SUPPLIED INFORMATION:

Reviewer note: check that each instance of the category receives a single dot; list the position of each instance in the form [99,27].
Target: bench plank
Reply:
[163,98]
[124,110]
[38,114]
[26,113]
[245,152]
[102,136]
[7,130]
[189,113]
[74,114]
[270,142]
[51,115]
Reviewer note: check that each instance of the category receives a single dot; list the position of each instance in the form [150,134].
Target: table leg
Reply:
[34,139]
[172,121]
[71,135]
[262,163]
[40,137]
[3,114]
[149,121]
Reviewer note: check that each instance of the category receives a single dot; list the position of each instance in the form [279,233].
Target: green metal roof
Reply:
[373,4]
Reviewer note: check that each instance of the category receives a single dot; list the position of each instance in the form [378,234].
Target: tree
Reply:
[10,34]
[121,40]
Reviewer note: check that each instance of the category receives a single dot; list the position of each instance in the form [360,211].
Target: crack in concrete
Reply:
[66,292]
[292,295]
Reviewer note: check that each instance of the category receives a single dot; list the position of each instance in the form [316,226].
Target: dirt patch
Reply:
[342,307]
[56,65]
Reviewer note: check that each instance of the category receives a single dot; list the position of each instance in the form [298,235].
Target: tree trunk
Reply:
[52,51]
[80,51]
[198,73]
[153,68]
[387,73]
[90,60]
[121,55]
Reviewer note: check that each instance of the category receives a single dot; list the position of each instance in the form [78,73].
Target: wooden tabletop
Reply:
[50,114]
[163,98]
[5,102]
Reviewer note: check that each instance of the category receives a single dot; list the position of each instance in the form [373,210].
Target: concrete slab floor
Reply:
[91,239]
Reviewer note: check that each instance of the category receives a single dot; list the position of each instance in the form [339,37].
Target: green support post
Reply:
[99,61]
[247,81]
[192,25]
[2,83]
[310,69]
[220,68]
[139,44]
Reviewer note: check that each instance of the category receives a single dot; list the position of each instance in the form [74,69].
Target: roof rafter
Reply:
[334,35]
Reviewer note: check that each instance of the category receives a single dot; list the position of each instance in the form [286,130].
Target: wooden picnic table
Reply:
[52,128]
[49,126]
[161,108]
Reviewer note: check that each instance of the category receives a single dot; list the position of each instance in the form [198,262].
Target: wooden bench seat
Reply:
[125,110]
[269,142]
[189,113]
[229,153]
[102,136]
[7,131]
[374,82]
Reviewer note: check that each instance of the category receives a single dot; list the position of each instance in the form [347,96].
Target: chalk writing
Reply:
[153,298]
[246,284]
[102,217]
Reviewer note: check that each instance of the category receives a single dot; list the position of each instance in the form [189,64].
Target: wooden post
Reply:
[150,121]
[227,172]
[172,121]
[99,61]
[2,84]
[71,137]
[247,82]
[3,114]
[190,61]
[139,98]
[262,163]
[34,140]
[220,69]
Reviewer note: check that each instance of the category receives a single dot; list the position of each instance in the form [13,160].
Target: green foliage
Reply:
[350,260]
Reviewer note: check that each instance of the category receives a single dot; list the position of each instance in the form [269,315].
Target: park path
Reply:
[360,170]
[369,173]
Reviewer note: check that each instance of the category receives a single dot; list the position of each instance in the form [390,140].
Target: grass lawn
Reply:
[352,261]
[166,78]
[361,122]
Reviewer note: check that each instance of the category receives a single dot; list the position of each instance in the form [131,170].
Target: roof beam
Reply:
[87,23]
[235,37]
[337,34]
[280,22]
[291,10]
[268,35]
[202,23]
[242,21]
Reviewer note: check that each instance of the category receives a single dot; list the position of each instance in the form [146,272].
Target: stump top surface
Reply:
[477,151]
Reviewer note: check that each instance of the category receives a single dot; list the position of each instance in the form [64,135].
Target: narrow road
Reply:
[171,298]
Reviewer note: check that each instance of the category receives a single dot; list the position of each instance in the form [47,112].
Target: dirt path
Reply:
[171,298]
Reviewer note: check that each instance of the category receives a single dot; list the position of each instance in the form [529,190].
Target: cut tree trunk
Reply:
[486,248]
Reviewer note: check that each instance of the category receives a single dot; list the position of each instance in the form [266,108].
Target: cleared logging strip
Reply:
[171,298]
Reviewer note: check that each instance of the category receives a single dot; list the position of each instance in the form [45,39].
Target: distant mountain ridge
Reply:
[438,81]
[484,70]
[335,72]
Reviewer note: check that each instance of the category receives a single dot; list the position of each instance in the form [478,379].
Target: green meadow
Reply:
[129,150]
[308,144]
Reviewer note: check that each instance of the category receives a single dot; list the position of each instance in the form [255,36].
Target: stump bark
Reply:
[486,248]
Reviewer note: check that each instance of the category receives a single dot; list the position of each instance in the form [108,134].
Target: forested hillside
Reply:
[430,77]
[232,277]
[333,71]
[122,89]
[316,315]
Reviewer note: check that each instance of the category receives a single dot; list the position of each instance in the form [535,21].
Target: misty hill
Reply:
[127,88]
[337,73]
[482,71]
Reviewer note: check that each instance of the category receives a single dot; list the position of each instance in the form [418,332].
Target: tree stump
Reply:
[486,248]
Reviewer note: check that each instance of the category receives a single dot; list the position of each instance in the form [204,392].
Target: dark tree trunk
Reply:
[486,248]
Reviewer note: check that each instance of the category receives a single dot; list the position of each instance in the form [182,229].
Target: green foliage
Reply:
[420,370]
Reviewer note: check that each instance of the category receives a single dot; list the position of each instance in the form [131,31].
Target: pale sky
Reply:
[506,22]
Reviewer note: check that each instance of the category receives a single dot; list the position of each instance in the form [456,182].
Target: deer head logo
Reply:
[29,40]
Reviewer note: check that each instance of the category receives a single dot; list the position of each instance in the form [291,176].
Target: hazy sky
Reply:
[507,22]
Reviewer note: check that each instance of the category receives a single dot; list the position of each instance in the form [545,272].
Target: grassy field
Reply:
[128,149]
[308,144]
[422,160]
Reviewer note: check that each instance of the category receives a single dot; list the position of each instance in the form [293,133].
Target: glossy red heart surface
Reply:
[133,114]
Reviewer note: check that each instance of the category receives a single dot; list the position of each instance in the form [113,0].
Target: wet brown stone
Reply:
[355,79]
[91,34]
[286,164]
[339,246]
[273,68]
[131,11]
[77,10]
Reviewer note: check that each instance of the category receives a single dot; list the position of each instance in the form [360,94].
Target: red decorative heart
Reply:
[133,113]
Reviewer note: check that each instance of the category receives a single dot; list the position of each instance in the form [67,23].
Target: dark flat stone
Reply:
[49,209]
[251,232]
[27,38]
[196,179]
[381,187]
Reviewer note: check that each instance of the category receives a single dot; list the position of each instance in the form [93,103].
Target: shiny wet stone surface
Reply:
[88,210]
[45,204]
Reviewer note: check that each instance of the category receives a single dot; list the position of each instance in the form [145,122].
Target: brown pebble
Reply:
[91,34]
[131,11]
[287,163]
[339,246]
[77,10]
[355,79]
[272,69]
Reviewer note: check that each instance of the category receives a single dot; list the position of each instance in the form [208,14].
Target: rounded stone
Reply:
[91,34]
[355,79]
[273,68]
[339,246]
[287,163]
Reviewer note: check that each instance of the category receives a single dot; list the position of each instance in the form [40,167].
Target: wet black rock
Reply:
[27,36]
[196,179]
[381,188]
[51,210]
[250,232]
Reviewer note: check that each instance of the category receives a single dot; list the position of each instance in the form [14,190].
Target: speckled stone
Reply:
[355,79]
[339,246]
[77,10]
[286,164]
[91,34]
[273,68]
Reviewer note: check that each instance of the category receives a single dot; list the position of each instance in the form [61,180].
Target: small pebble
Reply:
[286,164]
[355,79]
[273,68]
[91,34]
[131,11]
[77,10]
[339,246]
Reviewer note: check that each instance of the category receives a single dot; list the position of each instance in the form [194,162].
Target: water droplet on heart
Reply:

DIRECTIONS:
Repeat all the entries word for word.

TASK SOLUTION:
Reviewer note: check that each instance of the category receives a single dot; list the position of each instance in the form [99,27].
Target: bench plank
Reply:
[163,98]
[124,110]
[38,114]
[26,113]
[245,152]
[102,136]
[7,130]
[189,113]
[74,114]
[270,142]
[51,115]
Reviewer note: check that each instance of the category receives a single dot; list the position of each instance in the form [150,134].
Target: table leg
Reply:
[34,139]
[172,121]
[71,135]
[262,163]
[40,137]
[3,114]
[149,121]
Reviewer note: check that each instance of the category receives a single dot; list the position of each instance in the form [279,233].
Target: green metal roof
Reply:
[373,4]
Reviewer note: check that each instance of the category receives a single dot; list the position of each instance in the form [378,234].
Target: tree
Reply:
[10,34]
[121,40]
Reviewer note: check that each instance of the category receives a single dot; list the position of each instance in the form [360,211].
Target: crack in concrete
Reply:
[66,292]
[292,295]
Reviewer note: check that each instance of the category receives a single dot; list the position of each instance in the form [316,226].
Target: dirt patch
Reply:
[342,307]
[56,65]
Reviewer note: check that each instance of the category receives a single dot; list the position of each instance in the form [298,235].
Target: tree trunk
Reply:
[52,51]
[80,51]
[198,73]
[153,68]
[387,73]
[90,60]
[121,55]
Reviewer note: check that each instance of the category receives a single dot; list the position of each instance in the form [78,73].
Target: wooden tabletop
Reply:
[50,114]
[163,98]
[5,102]
Reviewer note: check that each instance of the category receives a single dot; list the position of each instance in the form [373,210].
Target: concrete slab floor
Reply:
[91,239]
Reviewer note: check that each instance of the category receives a single dot; list the position of each instance in the form [339,37].
Target: green support post
Reply:
[99,61]
[247,81]
[192,25]
[2,83]
[310,69]
[220,68]
[139,44]
Reviewer note: check that each instance of the category receives a single dot; list the position of each instance in the form [74,69].
Target: roof rafter
Reply:
[334,35]
Reviewer note: check that each instance of the category receives a single dot; list the position of each instance in the form [286,130].
Target: wooden picnic table
Reply:
[52,128]
[49,126]
[161,108]
Reviewer note: check that each instance of the category receives a single dot; list the position of each instance in the form [198,262].
Target: wooden bench seat
Reply:
[125,110]
[269,142]
[189,113]
[229,153]
[102,136]
[7,131]
[374,82]
Reviewer note: check that each instance of the category receives a single dot; list the position of each instance in the form [347,96].
Target: chalk writing
Reply:
[153,298]
[246,284]
[102,217]
Reviewer note: check that each instance of the category receives a single dot; list the position of each instance in the form [189,64].
Target: wooden post
Reply:
[150,121]
[227,172]
[172,121]
[99,61]
[2,84]
[71,137]
[247,82]
[3,114]
[190,61]
[139,98]
[262,163]
[34,140]
[220,69]
Reviewer note: check that each instance of the category receives a single dot; list the position of each instance in the form [13,160].
Target: green foliage
Reply:
[350,260]
Reviewer note: check that each instance of the category receives a single dot; list the position of each instance in the form [269,315].
Target: park path
Reply:
[360,170]
[369,173]
Reviewer note: check that each instance of the category receives a single dot; list the position of each instance in the form [390,140].
Target: grass lawn
Reply:
[352,261]
[166,78]
[361,122]
Reviewer note: check that each instance of the category receives a single dot; list the position of each instance in the form [131,170].
Target: roof beam
Reply:
[87,23]
[235,37]
[337,34]
[280,22]
[291,10]
[268,35]
[202,23]
[242,21]
Reviewer note: check that each instance of the category receives a single dot; list the position of each instance in the form [146,272].
Target: stump top surface
Reply:
[477,151]
Reviewer note: check that each instance of the category receives a single dot; list the position of each instance in the form [64,135].
Target: narrow road
Reply:
[171,298]
Reviewer note: check that each instance of the category receives a single dot; list the position of each instance in the form [47,112].
Target: dirt path
Reply:
[171,298]
Reviewer note: check that each instance of the category receives a single dot; list the position of each instance in the form [529,190].
Target: cut tree trunk
Reply:
[486,248]
Reviewer note: check that each instance of the category receives a single dot; list the position of each instance in the form [266,108].
Target: cleared logging strip
Reply:
[171,298]
Reviewer note: check that each instance of the category receives a single dot; list the position of each instance in the form [45,39].
Target: distant mountain ridge
Reply:
[438,81]
[484,70]
[335,72]
Reviewer note: check that each instance of the category receives a single dot; list the position of each instance in the form [478,379].
Target: green meadow
Reply:
[129,150]
[308,144]
Reviewer note: check that each instance of the category receives a single dot; list the position of each instance in the form [255,36].
Target: stump bark
Reply:
[486,248]
Reviewer note: check that each instance of the category receives a single dot; list the position of each instance in the form [108,134].
Target: forested hillside
Reply:
[430,77]
[232,277]
[333,71]
[122,89]
[316,315]
Reviewer note: check that each instance of the category receives a single dot; list the position of each instance in the form [535,21].
Target: misty hill
Reply:
[127,88]
[337,73]
[482,71]
Reviewer note: check that each instance of the category receives a single dot; list the position of each instance in the form [418,332].
Target: tree stump
Reply:
[486,248]
Reviewer note: check that each instance of the category receives a single dot; list the position of each instance in the form [204,392].
Target: dark tree trunk
Reply:
[486,248]
Reviewer note: check that each instance of the category receives a single dot; list the position of each instance in the form [182,229].
Target: green foliage
Reply:
[420,370]
Reviewer note: check that each instance of the category receives a single dot; list the position of each instance in the form [131,31].
Target: pale sky
Reply:
[506,22]
Reviewer note: check that each instance of the category receives a single dot; list the position of each instance in the form [456,182].
Target: deer head logo
Reply:
[29,40]
Reviewer note: check that each instance of the category receives a single dot; list the position of each instance in the form [291,176].
Target: hazy sky
Reply:
[507,22]
Reviewer note: check that each instance of the category receives a single dot; list the position of each instance in the form [545,272].
Target: grassy field
Reply:
[128,149]
[308,144]
[422,160]
Reviewer note: check that each instance of the category receives a single dot; list the position of each instance in the form [293,133].
Target: glossy red heart surface
Reply:
[133,114]
Reviewer note: check that each instance of the category receives a single dot; list the position of each instance in the form [113,0].
Target: wet brown stone
Reply:
[355,79]
[91,34]
[286,164]
[339,246]
[273,68]
[131,11]
[77,10]
Reviewer note: check that each instance of the category receives a single dot; list the position of each instance in the form [360,94].
Target: red decorative heart
Reply:
[133,113]
Reviewer note: check that each instance of the category receives a single dot; list the position of each instance in the form [67,23].
Target: dark flat stone
Reply:
[49,209]
[251,232]
[27,38]
[196,179]
[381,187]
Reviewer note: check that each instance of the category receives a single dot; list the position of each instance in the form [93,103].
Target: shiny wet stone surface
Reply:
[88,210]
[45,204]
Reviewer note: check that each instance of the category receives a single dot; list the position of each instance in the form [145,122].
Target: brown pebble
Reply:
[91,34]
[131,11]
[287,163]
[339,246]
[77,10]
[355,79]
[272,69]
Reviewer note: check that each instance of the category receives a single dot; list the position of each instance in the form [208,14].
Target: rounded stone
Reply:
[91,34]
[355,79]
[273,68]
[339,246]
[287,163]
Reviewer note: check that each instance of the category receives a single dot; list the position of each instance in the form [40,167].
Target: wet black rock
Reply:
[27,36]
[196,179]
[381,188]
[51,210]
[250,232]
Reviewer note: check that each instance of the category receives a single dot; list the position of each instance in the form [14,190].
Target: speckled stone
Reply:
[355,79]
[339,246]
[77,10]
[286,164]
[91,34]
[273,68]
Reviewer note: check that each instance of the category receives a single dot; list the position of each instance in the form [61,180].
Target: small pebble
Reply:
[286,164]
[355,79]
[273,68]
[91,34]
[131,11]
[77,10]
[339,246]
Reviewer note: check that each instance of the category receives a single dot; list the position of each instance in the form [194,162].
Target: water droplet on heart
Reply:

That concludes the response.